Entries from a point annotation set
— Begin —
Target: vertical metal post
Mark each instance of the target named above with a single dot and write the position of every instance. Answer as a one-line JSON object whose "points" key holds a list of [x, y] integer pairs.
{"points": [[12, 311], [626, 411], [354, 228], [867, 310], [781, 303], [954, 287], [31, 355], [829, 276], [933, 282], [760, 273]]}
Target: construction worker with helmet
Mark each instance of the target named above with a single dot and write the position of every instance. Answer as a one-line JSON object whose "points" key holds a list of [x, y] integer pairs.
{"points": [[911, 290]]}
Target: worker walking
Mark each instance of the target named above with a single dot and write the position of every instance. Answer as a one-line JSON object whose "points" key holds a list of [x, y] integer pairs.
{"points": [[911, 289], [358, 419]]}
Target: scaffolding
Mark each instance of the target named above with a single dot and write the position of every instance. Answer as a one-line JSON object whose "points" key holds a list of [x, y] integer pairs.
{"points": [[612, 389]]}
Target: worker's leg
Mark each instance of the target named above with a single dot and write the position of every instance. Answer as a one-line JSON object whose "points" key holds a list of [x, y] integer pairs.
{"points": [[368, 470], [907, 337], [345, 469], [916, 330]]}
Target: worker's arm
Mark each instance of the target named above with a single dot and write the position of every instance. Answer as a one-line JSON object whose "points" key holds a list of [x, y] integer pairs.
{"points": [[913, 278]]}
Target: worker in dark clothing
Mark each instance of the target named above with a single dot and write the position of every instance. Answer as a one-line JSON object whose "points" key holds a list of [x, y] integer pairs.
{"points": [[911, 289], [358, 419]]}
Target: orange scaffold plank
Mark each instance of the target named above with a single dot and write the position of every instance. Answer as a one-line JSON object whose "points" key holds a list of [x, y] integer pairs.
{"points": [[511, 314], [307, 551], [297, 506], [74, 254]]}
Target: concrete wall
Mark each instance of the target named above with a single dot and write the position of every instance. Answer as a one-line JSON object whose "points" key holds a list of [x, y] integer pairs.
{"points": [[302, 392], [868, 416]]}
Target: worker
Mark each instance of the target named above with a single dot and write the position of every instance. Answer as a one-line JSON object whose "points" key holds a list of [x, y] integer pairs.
— End —
- _Challenge_: Hand back the material above in full, exactly as written.

- _Solved problem_:
Target: vertical metal post
Mark each instance of the target named above with a single dot and write the position of every instance. Answer as a one-line JSON object whose "points" key holds a list of [x, y] integer pairs.
{"points": [[12, 311], [626, 411], [354, 228], [867, 310], [781, 303], [954, 287], [31, 355], [829, 276], [933, 282], [760, 273]]}
Target: construction worker with helmet
Mark each instance of the target named above with a single dot and write the position of every instance. Answer as a one-line JSON object whose "points" key holds a list of [x, y] integer pairs.
{"points": [[911, 290]]}
Target: worker walking
Mark each instance of the target named above with a single dot and write the position of every instance. Answer as a one-line JSON object whose "points" key holds a list of [x, y] integer pairs.
{"points": [[911, 289], [358, 419]]}
Target: scaffolding
Mark each instance of the target named above with a single dot and write the position of every instance. Answer as a one-line JSON object whose "points" key holds a list of [x, y] integer pairs.
{"points": [[612, 389]]}
Target: worker's leg
Mark each instance of the target named above with a single dot and write the position of every instance. Answer as a one-line JSON object whose "points" key holds a list of [x, y] integer pairs.
{"points": [[368, 470], [907, 337], [345, 469], [916, 330]]}
Target: worker's arm
Mark each instance of the target named above with a single dot and write the position of every instance. Answer as a one-line JSON object whose "points" key holds a list of [x, y] integer pairs.
{"points": [[913, 278]]}
Target: worker in dark clothing
Mark each instance of the target named above with a single dot and write the position of every instance. Answer as a one-line JSON object whose "points" key holds a list of [x, y] integer pairs.
{"points": [[911, 289], [358, 419]]}
Target: orange scaffold plank
Mark each instance of the target named above with a single dot and write the position of every instance. Answer as a one-line JSON object whose "points" key holds a list of [x, y] integer pairs.
{"points": [[511, 314], [307, 551], [297, 506], [74, 254]]}
Target: concrete wall
Mark each instance of the target named above with a single dot and write the position of every instance. Answer as a one-line JSON object whose "points" key holds a list of [x, y] integer pairs.
{"points": [[302, 392], [868, 416]]}
Target: worker
Mark each instance of the target named above with a single dot and write the position of every instance. Answer as a one-line JSON object whose "points" key holds a list of [x, y] integer pairs.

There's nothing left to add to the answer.